TASK REQUIREMENTS:
Word for word, set down every line of the entries below from the line with "box: [1349, 887, 2048, 1154]" to the line with "negative clicks: (1787, 1342) (1711, 912)", including both, and no other line.

----- DATA UNDER STUDY -----

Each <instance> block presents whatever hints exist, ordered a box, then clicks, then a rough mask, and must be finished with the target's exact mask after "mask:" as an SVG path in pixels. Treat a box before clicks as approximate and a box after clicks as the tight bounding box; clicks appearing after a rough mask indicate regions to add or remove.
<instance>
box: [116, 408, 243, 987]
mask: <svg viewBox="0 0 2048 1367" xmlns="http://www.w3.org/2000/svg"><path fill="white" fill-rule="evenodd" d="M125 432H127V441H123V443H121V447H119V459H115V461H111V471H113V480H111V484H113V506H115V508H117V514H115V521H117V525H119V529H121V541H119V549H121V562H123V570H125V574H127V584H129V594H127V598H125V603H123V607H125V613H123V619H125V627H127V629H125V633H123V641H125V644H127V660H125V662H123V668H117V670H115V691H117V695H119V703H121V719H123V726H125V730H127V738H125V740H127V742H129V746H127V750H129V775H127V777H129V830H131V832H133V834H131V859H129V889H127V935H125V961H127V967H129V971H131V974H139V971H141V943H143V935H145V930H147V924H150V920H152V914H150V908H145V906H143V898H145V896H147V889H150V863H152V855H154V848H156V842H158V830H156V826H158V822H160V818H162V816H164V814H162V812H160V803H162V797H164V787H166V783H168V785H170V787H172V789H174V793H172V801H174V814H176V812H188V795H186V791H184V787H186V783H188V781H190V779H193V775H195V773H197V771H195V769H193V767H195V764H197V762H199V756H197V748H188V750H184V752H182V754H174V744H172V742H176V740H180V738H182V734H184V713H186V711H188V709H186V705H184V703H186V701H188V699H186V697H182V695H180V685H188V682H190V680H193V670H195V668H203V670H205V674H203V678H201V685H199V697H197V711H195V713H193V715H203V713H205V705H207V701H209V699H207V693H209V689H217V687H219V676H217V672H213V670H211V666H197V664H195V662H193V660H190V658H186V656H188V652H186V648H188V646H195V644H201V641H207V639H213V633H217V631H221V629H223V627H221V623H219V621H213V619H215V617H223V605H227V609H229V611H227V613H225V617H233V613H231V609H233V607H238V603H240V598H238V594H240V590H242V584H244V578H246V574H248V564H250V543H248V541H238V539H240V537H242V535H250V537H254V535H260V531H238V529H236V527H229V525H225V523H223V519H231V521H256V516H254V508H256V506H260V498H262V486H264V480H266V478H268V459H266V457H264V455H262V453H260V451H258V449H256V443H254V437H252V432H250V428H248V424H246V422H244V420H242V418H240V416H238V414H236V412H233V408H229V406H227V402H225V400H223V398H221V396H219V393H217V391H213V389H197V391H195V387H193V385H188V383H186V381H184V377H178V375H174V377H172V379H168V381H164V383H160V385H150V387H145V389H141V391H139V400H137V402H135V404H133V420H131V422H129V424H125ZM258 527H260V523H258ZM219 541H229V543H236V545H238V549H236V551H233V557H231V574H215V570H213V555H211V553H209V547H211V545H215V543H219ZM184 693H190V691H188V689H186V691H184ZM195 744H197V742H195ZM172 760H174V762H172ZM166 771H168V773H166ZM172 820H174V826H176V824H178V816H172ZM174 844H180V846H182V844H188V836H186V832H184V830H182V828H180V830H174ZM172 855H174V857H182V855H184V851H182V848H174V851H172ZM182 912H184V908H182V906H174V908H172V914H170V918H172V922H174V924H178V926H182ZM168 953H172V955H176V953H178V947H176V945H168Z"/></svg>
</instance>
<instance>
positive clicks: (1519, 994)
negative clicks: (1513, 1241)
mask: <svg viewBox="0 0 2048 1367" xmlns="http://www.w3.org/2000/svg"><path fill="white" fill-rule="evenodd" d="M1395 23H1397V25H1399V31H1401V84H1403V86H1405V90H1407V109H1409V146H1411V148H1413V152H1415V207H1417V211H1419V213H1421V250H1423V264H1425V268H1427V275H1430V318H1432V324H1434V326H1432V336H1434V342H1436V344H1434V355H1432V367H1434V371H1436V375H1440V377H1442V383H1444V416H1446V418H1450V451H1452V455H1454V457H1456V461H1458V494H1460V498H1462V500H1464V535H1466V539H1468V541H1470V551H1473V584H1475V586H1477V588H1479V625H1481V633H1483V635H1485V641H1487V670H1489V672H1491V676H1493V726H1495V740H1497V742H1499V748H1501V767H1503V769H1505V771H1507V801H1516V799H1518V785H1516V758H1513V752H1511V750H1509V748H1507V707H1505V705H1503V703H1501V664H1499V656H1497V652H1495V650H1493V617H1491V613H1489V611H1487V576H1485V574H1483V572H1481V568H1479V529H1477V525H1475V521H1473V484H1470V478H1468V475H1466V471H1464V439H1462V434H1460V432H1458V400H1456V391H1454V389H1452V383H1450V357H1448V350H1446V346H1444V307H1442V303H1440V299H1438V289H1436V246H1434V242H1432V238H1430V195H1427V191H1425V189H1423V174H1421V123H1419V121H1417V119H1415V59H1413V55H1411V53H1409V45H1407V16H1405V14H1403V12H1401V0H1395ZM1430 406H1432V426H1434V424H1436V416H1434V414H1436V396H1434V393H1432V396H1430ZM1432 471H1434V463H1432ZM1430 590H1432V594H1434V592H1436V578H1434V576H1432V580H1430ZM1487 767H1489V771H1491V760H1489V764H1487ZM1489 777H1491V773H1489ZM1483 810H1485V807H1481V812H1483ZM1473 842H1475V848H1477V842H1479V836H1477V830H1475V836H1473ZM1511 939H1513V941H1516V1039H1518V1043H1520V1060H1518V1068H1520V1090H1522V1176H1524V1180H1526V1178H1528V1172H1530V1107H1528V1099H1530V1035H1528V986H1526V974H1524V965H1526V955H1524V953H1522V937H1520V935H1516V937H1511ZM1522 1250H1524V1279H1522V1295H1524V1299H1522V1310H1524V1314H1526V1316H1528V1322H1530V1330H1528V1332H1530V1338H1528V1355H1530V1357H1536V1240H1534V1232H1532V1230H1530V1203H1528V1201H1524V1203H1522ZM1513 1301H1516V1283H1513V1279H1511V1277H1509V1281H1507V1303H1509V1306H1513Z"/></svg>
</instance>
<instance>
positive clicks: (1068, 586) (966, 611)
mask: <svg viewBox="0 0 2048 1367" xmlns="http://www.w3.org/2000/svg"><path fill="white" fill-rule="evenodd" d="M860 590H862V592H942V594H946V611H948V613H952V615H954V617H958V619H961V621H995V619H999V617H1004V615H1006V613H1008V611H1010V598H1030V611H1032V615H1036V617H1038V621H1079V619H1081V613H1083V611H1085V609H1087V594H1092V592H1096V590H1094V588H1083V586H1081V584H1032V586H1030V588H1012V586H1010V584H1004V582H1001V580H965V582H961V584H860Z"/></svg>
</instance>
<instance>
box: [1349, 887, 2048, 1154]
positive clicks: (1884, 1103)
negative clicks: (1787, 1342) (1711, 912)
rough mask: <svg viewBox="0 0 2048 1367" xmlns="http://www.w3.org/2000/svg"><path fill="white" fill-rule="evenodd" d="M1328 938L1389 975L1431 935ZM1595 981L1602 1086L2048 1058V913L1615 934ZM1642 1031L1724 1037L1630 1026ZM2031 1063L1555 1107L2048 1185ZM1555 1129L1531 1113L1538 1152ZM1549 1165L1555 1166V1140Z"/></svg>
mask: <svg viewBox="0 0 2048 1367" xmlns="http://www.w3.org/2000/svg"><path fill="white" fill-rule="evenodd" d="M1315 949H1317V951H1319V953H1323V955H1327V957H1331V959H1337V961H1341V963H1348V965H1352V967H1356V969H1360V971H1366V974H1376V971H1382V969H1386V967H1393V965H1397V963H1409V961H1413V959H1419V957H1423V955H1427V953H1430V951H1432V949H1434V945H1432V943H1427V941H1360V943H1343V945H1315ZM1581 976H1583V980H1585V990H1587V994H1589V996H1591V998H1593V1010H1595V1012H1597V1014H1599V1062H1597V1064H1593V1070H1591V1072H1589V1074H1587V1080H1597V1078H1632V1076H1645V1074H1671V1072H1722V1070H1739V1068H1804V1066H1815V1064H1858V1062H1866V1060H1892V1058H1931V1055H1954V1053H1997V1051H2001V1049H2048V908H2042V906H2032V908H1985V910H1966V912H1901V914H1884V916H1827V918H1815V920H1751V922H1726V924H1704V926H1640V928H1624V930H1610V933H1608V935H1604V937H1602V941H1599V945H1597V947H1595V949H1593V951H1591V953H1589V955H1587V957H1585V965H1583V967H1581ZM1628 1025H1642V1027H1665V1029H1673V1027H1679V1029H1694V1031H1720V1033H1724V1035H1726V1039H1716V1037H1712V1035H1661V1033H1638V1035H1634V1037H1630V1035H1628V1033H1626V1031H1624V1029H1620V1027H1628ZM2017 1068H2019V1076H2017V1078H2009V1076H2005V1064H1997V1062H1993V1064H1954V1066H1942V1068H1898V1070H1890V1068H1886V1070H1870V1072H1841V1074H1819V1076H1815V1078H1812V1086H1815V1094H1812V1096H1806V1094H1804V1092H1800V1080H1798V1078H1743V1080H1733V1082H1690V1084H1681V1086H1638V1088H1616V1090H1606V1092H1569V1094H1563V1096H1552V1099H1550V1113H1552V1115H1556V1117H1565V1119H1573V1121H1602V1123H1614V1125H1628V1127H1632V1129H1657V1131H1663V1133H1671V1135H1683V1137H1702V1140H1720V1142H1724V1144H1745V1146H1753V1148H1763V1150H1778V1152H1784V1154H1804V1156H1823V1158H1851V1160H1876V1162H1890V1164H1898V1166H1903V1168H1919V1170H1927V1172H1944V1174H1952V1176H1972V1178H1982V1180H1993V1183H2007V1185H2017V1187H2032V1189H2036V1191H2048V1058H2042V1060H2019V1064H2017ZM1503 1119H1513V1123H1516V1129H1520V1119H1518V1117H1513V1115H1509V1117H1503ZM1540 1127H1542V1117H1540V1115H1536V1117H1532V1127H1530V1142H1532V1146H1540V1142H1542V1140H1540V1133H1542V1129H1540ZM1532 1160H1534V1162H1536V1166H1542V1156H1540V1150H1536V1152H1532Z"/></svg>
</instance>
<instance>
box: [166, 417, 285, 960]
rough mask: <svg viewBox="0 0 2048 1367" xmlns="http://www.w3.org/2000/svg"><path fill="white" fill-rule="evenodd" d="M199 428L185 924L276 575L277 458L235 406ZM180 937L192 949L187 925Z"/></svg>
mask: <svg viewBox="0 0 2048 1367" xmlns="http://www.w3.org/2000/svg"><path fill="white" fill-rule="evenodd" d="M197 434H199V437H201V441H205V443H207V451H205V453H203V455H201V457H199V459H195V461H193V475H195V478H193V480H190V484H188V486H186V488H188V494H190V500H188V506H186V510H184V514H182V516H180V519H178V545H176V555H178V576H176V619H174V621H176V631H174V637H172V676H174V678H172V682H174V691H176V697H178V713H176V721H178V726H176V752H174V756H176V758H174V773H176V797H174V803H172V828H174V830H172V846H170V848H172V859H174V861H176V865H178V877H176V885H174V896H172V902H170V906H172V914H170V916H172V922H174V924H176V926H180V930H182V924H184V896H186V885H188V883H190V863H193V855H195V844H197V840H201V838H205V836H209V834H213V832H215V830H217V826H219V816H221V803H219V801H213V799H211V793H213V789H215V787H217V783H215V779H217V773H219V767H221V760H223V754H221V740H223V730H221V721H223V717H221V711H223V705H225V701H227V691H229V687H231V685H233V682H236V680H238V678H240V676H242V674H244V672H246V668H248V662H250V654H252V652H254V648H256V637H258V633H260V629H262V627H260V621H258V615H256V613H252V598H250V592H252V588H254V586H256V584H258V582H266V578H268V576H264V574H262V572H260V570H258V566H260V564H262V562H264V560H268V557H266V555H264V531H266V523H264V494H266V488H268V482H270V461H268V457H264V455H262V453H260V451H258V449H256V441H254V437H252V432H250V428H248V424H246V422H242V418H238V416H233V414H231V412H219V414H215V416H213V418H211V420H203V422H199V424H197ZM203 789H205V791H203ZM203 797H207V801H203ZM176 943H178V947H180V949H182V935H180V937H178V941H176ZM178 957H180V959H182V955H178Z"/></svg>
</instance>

-----

OUTPUT:
box: [1349, 887, 2048, 1154]
positive clicks: (1884, 1103)
negative clicks: (1787, 1342) (1711, 912)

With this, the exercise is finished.